### Texte extrait

13/04/2017
Petit gangster deviendra grand…
Lorsque le pouvoir nazi brûle ses œuvres et interdit son théâtre, Bertolt Brecht fuit l’Allemagne. Déchu de sa nationalité, il sillonne l’Europe, de Prague à Vienne, Paris, Zurich, Copenhague. La guerre le rattrape en Suède, puis en Finlande, et en 1941, il part pour les États-Unis.
Pour expliquer le nazisme aux Américains qui ne veulent pas en voir le danger, il écrit La Résistible Ascension d’Arturo Ui, « farce historique », où les personnages politiques seront ravalés aux rangs de gangsters.
L’analogie se joue d’abord sur les noms. Le vieux maréchal Hindenburg devient le Vieil Hindsborough (Bruno Raffaelli), Hermann Göring sera Gori (Serge Bagdassarian), Goebbels sera Gobbola (Jérémy Lopez), Ernst Röhm sera Ernesto Roma (Thierry Hancisse), et Adolf Hitler, un petit gangster nommé Arturo Ui (Laurent Stocker). Et, puisque nous sommes au pays des trusts, la prise de pouvoir se fera au sein du trust des choux-fleurs, avant d’étendre sa domination sur celui des légumes et des fleurs, à Chicago d’abord, à Cicero ensuite. Pour ce, il faudra assassiner les témoins, les comparses, trahir les amis, neutraliser la police et la justice, par le mensonge et la violence. Mais, petit gangster deviendra grand pourvu que les hommes soient lâches.

### Lignes de données
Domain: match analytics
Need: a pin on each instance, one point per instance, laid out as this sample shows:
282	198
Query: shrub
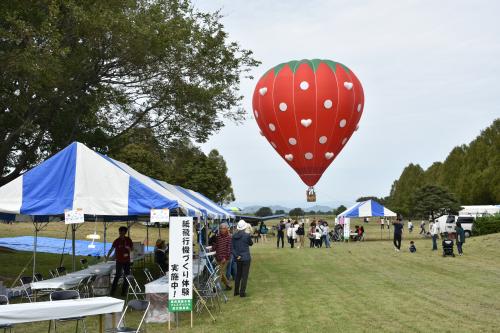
486	225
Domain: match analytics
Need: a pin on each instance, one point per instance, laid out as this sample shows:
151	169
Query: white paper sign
347	228
74	216
160	215
180	288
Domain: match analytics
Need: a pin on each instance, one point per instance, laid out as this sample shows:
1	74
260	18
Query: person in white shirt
434	230
292	233
325	236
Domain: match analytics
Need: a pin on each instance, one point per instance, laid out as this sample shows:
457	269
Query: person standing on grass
223	251
317	235
460	238
422	228
301	233
240	244
398	231
281	234
292	233
326	237
122	246
312	234
434	230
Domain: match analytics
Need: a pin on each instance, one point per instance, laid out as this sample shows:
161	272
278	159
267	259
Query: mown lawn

### Consigne donnée 1
Dans le texte sur Arturo Ui, sous quel nom Ernst Röhm apparaît-il dans la pièce ?
### Consigne donnée 2
Rédigez la suite du texte sur Arturo Ui à partir de sa dernière phrase.
Les enregistrements sont sans rapport avec le texte sur Arturo Ui.

### Réponse finale 1
Ernesto Roma.

### Réponse finale 2
Le Bonimenteur (Bakary Sangaré) nous présente ces hommes comme des « clowns », les jeux du cirque peuvent commencer... Ils ne s'arrêteront qu'avec la mort des protagonistes !
Enzo Toffolutti a conçu la scénographie (et les costumes) pour Katharina Thalbach, la metteure en scène. Des trappes s’ouvrent dans un plan très incliné où figure celui de Chicago. De ces trous sombres jaillissent quelquefois des podiums, ou bien des escaliers y creusent d’obscures profondeurs. Une demi-toile d’araignée gigantesque les surplombe. Au niveau du proscenium, on est toujours au centre de ce tissage démesuré. Derrière lui, les comédiens doivent, pour se déplacer, enjamber les câbles, les agripper ou les éviter. L’image est forte de les considérer comme des mouches engluées dans le piège de l’araignée. Des maquillages expressionnistes évoquent la peinture de Grosz et de Nolde. L'inquiétude gagne.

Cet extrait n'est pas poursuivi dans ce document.